Retrievers convert vector stores into searchable interfaces. They find the most relevant document chunks based on user queries.

Purpose

Convert a vector store into a retriever and fetch relevant document chunks based on user queries. Retrievers use similarity search to find the most semantically similar documents to the query.

Retrieval Strategies

  • similarity: Returns top k most similar documents (default)
  • similarity_score_threshold: Returns documents above a similarity threshold
  • mmr: Maximum Marginal Relevance - balances similarity and diversity

Example Code

# Create a retriever from vector store
retriever = vectorstore.as_retriever(
    search_type="similarity",
    search_kwargs={"k": 3}  # Return top 3 most similar documents
)

# Retrieve relevant documents
query = "What is LangChain?"
docs = retriever.invoke(query)

print(f"Retrieved {len(docs)} documents")
for i, doc in enumerate(docs):
    print(f"\nDocument {i+1}:")
    print(doc.page_content[:200])

◆ RECORDED DATA ◆
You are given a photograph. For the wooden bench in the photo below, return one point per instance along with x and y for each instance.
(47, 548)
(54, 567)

==

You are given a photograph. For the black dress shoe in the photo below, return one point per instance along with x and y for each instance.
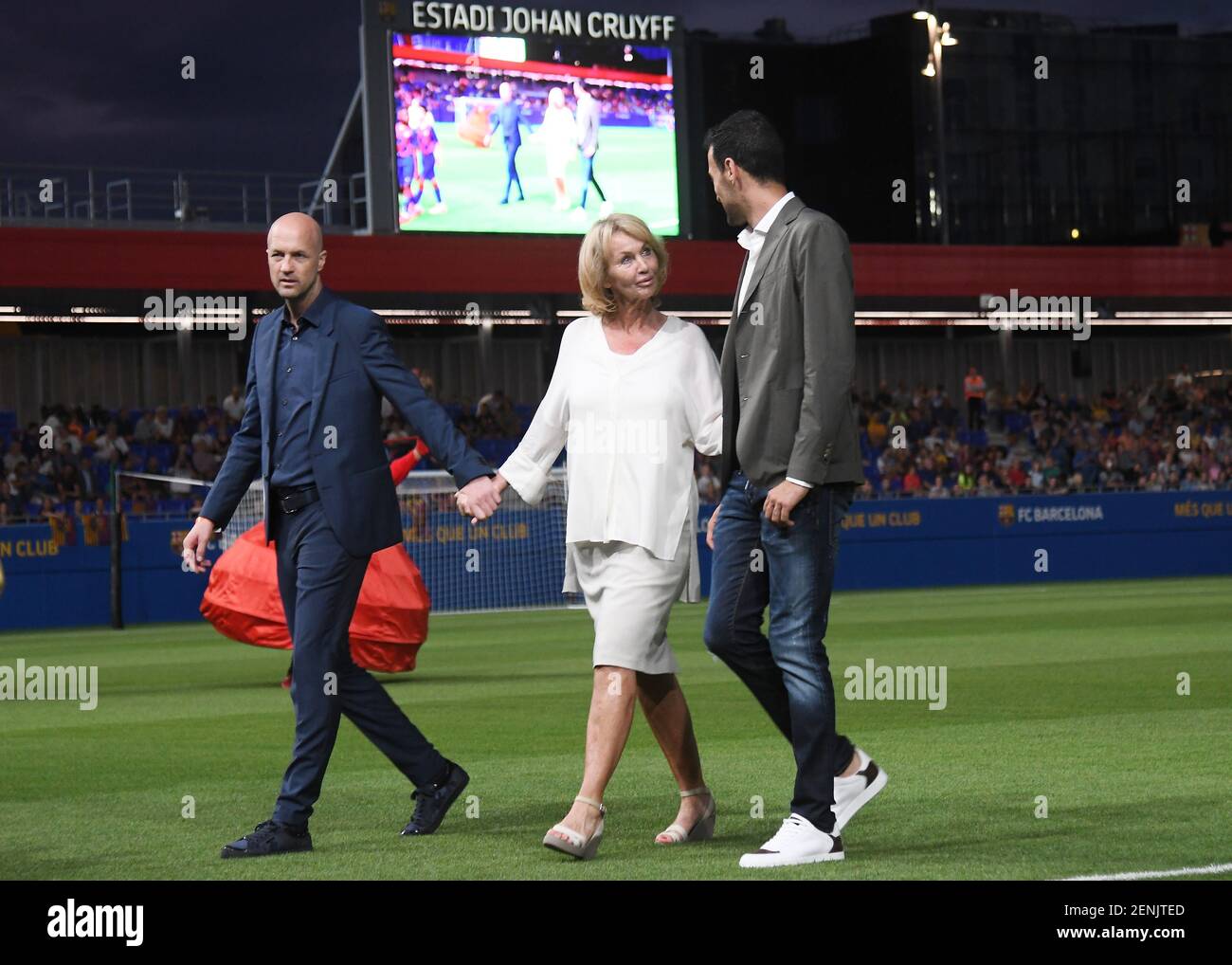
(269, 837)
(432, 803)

--

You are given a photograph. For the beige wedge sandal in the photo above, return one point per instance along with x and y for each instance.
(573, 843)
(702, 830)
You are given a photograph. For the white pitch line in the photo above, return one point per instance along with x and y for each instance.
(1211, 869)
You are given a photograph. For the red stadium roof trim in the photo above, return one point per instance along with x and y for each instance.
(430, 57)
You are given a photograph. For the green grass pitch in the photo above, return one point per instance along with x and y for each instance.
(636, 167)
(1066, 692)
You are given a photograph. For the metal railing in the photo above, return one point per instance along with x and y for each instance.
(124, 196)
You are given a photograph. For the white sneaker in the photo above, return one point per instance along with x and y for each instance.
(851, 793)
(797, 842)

◆ ACTIONS TO TAKE ◆
(a) List the retrieval strategies that the text on retrievers names.
(b) Continue the text on retrievers from its last line.

◆ EXPECTED RESULTS ◆
(a) similarity, similarity_score_threshold, mmr

(b)
Tip: Start with k=3-5 documents. Too few may miss context, too many can confuse the LLM with irrelevant information.

6. RAG Pipeline

The final step combines retrieval with generation. LangChain's RetrievalQA chain handles this automatically, retrieving relevant context and passing it to the LLM.

Purpose

Combine retrieval with a language model to answer questions based on retrieved context. This is Retrieval-Augmented Generation—the LLM uses retrieved documents as context to generate accurate, grounded answers.

Component: RetrievalQA

RetrievalQA is a LangChain chain that automates the RAG process: it takes a query, retrieves relevant documents, formats them as context, and passes everything to the LLM.

Chain Types

  • stuff: Passes all retrieved documents to LLM in one go (simple, works for small contexts)
  • map_reduce: Processes each document separately, then combines results (good for large contexts)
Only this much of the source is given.